Named-object pointing records
►

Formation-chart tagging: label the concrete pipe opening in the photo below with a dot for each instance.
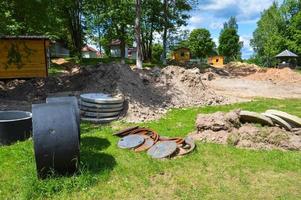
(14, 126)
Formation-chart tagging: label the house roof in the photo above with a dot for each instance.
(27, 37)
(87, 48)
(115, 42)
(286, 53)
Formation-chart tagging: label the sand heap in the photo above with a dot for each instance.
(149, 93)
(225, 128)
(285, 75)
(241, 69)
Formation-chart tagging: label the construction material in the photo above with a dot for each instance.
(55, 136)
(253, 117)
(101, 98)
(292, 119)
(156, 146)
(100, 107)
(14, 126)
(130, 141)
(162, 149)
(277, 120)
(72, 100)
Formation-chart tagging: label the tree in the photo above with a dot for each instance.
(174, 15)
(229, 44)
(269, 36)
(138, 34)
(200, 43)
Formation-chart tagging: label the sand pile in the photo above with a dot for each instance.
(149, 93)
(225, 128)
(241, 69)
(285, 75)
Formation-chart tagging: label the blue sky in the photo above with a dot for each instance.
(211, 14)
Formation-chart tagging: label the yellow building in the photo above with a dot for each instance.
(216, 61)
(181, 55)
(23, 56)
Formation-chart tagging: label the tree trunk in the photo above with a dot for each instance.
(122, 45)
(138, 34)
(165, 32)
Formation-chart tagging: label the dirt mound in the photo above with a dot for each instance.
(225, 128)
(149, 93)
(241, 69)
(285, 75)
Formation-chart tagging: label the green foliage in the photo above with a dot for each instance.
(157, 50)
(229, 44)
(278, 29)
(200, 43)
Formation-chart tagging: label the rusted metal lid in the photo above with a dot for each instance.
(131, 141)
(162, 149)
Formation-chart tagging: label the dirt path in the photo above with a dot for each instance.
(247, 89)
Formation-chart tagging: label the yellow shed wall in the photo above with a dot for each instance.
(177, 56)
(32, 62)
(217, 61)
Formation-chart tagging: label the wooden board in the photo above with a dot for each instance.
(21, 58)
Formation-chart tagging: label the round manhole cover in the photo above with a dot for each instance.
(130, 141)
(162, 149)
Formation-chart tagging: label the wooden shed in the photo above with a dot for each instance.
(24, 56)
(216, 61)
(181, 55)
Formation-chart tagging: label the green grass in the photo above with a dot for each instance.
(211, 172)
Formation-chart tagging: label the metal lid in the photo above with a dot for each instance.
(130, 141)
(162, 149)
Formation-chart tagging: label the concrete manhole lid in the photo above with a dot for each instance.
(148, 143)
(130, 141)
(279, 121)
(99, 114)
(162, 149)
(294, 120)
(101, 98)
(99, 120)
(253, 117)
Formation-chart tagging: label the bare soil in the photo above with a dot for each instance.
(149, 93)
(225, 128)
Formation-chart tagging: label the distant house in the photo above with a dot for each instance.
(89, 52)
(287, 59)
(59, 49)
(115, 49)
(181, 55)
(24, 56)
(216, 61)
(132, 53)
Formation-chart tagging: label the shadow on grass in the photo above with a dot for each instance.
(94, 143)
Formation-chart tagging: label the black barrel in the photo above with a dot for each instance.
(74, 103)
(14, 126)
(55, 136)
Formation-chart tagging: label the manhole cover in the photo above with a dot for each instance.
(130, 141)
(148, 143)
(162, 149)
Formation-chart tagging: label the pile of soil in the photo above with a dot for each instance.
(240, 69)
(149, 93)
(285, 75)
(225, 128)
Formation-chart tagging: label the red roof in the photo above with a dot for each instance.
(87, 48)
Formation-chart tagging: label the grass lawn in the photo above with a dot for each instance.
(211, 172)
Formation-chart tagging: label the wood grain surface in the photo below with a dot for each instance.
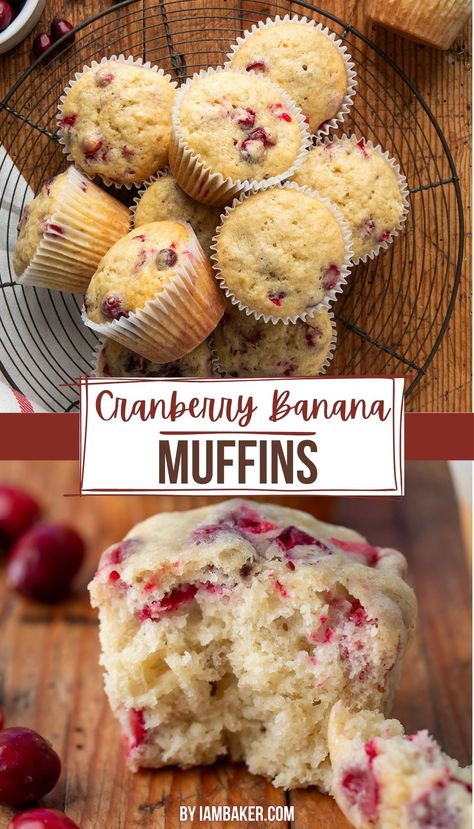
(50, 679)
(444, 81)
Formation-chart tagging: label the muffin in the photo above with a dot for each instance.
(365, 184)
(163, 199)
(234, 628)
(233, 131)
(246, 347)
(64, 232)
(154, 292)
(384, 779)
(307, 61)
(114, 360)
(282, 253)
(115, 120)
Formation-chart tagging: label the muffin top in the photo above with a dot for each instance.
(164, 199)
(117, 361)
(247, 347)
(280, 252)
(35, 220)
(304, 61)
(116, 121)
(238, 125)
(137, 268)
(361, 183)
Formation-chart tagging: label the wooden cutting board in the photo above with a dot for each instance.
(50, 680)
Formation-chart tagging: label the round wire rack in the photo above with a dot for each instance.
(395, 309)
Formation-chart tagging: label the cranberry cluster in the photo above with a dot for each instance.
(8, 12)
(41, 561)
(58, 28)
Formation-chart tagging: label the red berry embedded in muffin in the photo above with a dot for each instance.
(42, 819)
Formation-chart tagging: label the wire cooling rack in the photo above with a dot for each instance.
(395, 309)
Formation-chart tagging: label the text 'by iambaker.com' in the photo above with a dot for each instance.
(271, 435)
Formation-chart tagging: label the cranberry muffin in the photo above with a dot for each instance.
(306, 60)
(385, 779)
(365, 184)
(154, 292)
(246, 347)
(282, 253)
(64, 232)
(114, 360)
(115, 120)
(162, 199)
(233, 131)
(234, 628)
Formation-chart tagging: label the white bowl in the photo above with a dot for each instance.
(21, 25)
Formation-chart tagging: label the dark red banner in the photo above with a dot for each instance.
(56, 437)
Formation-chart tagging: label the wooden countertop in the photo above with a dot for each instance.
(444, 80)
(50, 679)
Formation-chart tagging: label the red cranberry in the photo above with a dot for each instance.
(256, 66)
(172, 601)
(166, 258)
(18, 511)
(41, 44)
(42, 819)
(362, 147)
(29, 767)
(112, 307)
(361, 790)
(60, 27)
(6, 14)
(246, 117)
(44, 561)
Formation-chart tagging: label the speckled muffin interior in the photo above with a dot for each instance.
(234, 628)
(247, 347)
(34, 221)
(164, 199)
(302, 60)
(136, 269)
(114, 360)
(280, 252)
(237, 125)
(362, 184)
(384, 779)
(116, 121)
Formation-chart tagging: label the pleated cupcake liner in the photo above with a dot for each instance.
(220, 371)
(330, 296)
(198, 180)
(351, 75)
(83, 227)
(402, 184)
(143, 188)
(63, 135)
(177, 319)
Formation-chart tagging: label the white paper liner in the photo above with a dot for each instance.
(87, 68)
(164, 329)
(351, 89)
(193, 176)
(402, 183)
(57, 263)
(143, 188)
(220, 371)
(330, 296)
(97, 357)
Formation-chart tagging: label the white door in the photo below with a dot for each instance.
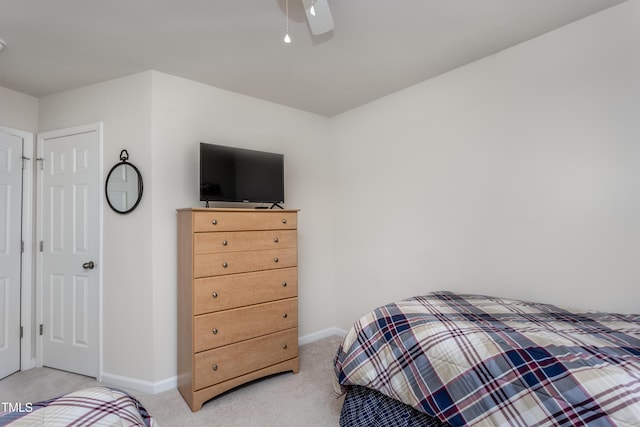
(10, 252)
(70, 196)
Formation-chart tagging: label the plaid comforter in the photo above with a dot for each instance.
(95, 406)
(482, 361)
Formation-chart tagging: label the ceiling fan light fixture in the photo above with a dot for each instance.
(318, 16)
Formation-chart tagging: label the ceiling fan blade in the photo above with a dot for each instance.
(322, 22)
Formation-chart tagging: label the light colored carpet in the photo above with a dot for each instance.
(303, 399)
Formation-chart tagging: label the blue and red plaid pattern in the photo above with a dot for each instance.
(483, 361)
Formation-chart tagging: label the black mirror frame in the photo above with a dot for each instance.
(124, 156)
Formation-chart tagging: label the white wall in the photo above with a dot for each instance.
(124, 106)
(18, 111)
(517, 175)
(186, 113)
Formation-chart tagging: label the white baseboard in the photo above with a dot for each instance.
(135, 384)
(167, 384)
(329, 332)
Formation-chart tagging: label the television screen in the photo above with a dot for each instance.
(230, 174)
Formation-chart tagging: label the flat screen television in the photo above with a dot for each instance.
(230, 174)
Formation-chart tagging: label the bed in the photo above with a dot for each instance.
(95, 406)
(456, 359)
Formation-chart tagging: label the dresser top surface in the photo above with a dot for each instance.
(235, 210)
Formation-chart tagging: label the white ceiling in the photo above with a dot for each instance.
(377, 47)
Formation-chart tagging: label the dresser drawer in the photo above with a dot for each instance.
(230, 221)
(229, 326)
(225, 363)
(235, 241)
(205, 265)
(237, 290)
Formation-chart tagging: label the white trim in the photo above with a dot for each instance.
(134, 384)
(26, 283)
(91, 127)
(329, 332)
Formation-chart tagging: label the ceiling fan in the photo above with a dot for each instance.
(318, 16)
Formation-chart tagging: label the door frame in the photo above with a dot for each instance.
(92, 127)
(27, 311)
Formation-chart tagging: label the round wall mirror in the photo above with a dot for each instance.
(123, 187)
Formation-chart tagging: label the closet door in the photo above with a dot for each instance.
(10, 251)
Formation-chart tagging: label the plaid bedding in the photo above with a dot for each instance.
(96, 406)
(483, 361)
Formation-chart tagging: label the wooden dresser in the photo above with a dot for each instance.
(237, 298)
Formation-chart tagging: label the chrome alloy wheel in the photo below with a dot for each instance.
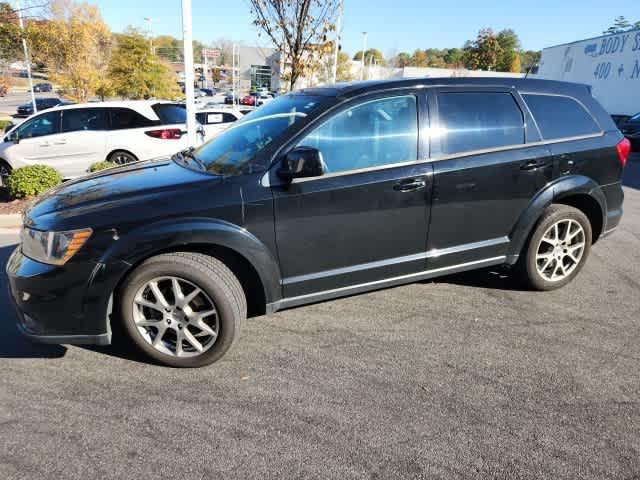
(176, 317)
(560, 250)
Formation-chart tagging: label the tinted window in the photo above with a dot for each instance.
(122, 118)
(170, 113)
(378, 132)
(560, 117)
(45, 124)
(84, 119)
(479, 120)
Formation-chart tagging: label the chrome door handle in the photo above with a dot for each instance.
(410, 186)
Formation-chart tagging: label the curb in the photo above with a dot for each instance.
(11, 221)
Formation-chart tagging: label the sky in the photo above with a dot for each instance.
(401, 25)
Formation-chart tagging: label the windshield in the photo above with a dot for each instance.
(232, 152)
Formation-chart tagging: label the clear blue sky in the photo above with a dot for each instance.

◄

Written request: Exactly reproduce the lines beginning at the one that contains "Formation-chart tagging: label the wooden dresser" and ending at the final line of the material, with the pictures left out.

Exercise output:
Formation-chart tagging: label the wooden dresser in the photo above with a dot for each instance.
(237, 298)
Formation-chart tagging: label the chrome alloy wheel in the photo below with a dot for each instance.
(176, 317)
(560, 250)
Formation-chart tagging: label the tinted window in the photo above with a dot for each instance.
(122, 118)
(170, 113)
(378, 132)
(560, 117)
(45, 124)
(84, 119)
(479, 120)
Formation-chart tagging: label the chrome door handle in the photo above with a dot for each instance.
(410, 186)
Formation-chart tagging: label the curb in the photo above with a dot for each instance.
(11, 221)
Formation-chart tagging: label the sky in the photo above with a dot for each instance.
(401, 25)
Formation-chart tagging: label the windshield in the photo above with a dot for each instance.
(232, 152)
Formation-chart tagging: label the clear blue sky in the photo above with a dot for each instance.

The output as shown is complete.